[Problem statement]
Answer these questions from the text about a favorite art teacher:
(a) What did a student who was "not feeling it today" do instead of painting?
(b) Where did the teacher say she found the weird lamp?
(c) After noting time spent in one corner of the paper, what did she suggest?

#### Source text ####

By way of contrast, let me describe the methods of my favorite art teacher.
First, she made us comfortable. She made tea. Sometimes there were crackers or little cookies to nibble on. We talked about our week, and how we were feeling that day. Sometimes a student was tired or just "not feeling it today" and would abstain from painting. Instead, they would watch the rest of the class and provide encouragement. This had the double benefit of giving them a break (you can't force art) and making the process feel more like a team effort.
Next, she helped us find ideas. You can't just sit down to paint. You need to have something in mind that you want to work on. Often, this is the hardest part of the creative process - just getting started. Sometimes she would bring a curious object. "I found this wierd lamp at a yard sale!" she would say, holding up some ugly glass thing. "Anyone want to paint it?" Often, she took us outside, where the light and subjects were always changing, and inspiration was much easier to find. If we brought our own ideas to work on, she encouraged that heartily.
She engaged with our art on its own merits, not based on what she wanted us to produce. Once we were sitting in the alley, painting a scene of the fence and trees in her back yard. She came to look at what I was working on, and asked me "tell me about your piece." This gave me the opportunity to describe what I had picked and why. "I liked the way the light was coming through the tree and breaking up on the fence. See? I'm painting the speckles." She nodded. "That's great!" she would say with real enthusiasm. She meant the idea, not the painting - she was encouraging the process, not the mechanics. She did not say things like "your fence lines are all wavy" or "this shading is all wrong." She might, however, after asking several questions about the choices I had made and the techniques I had chosen to employ, offer some advice about technique. "You're spending a lot of time in this corner of the paper. See if you can fill the whole sheet." This had the effect of stretching me, encouraging me to build on what I had already achieved. It buoyed me, and made me want to work harder. If she had criticized my fence lines, do you think I would have felt buoyed? I don't think so.

#### Dataset entries ####

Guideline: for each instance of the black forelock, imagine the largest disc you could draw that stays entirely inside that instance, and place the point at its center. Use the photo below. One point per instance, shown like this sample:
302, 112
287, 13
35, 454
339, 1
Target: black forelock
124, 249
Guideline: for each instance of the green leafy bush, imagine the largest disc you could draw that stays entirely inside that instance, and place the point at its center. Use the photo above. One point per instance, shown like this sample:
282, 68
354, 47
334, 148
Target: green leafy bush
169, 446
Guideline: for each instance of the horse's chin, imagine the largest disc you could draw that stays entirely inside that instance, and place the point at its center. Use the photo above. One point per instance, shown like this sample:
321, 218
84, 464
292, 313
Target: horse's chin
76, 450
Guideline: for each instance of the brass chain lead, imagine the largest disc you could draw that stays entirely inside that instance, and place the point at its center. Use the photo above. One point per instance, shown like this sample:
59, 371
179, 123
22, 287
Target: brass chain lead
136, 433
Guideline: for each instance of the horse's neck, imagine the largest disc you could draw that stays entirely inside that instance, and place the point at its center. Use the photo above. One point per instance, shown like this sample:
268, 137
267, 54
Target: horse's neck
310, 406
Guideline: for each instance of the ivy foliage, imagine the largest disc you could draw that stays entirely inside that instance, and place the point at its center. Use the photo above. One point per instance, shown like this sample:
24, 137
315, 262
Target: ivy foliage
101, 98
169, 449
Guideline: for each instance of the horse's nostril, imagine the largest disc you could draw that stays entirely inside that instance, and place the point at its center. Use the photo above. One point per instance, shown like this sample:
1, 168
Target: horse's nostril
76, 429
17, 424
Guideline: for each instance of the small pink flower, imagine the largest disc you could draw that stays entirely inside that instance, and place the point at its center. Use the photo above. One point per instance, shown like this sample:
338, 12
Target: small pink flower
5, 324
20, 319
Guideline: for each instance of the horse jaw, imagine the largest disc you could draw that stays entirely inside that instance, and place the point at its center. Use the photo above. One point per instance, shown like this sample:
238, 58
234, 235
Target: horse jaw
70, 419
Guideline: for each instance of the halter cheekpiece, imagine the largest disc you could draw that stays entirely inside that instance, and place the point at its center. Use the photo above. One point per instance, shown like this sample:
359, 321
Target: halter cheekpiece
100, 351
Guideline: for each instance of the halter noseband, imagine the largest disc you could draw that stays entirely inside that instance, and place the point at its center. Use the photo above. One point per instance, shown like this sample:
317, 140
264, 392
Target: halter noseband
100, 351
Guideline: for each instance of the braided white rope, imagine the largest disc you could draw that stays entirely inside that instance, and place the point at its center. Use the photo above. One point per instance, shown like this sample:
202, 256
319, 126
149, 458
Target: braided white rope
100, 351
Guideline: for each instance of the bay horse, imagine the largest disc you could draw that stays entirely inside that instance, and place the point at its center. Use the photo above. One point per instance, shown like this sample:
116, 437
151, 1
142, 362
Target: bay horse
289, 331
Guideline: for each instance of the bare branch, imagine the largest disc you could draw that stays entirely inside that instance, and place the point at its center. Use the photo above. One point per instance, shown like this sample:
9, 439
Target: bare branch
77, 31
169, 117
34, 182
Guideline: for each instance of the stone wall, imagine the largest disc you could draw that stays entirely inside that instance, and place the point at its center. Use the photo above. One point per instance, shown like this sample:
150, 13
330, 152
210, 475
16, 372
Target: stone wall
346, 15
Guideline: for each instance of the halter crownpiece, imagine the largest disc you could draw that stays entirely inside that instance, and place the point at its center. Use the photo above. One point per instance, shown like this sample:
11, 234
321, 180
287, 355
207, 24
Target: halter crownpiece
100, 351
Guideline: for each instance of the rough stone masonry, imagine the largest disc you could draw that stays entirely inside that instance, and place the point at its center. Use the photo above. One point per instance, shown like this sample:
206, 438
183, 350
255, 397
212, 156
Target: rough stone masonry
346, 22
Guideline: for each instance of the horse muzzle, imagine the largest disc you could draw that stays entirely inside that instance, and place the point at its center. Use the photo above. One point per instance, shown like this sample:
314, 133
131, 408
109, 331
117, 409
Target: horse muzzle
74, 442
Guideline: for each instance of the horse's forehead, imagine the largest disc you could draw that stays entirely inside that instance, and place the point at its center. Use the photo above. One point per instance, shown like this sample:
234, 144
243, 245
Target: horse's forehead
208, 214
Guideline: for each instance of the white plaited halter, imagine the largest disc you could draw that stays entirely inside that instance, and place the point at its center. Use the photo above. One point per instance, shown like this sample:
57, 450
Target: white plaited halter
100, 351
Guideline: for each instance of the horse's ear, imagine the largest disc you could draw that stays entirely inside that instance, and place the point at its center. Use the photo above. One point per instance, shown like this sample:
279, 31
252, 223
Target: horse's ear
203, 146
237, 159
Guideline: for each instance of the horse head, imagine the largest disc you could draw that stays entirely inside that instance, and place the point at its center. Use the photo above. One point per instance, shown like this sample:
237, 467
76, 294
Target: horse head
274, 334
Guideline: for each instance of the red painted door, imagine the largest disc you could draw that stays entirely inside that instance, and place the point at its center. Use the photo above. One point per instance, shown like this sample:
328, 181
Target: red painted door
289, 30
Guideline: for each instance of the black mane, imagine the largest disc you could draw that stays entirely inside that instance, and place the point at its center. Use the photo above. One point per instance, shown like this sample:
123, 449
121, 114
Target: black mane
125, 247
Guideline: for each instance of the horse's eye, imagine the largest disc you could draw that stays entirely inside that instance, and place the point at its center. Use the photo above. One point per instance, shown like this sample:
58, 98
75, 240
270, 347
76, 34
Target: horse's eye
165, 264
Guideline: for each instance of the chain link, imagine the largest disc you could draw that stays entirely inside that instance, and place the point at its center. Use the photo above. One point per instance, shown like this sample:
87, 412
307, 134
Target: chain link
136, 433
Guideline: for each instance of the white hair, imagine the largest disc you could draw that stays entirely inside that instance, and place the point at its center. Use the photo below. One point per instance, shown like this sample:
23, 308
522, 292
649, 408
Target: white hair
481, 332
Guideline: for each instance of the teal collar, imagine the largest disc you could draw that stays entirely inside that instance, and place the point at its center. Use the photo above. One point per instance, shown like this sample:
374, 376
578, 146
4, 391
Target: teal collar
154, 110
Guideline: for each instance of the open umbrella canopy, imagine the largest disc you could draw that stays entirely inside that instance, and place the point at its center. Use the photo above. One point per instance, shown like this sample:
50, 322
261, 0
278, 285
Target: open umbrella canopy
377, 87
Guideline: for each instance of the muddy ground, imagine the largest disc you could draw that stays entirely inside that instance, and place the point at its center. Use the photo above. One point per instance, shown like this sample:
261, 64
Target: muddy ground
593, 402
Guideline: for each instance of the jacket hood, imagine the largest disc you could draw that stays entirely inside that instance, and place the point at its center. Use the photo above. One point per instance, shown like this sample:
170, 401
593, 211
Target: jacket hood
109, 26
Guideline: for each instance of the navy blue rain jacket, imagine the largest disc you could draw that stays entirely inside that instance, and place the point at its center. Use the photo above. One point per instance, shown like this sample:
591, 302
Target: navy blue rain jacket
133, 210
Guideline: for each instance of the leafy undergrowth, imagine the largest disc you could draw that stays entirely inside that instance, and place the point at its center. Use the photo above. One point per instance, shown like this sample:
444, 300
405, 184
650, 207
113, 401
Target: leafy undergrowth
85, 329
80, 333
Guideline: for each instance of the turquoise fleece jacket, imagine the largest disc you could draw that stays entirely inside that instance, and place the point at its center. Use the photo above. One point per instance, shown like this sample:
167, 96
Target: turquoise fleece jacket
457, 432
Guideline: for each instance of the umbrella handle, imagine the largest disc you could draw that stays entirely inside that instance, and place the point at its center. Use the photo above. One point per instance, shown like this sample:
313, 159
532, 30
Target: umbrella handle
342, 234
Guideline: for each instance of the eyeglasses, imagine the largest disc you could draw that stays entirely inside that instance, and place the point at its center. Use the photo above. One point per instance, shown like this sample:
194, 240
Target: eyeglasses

####

[Written solution]
(a) They watched the rest of the class and provided encouragement.
(b) At a yard sale.
(c) To see if the student could fill the whole sheet.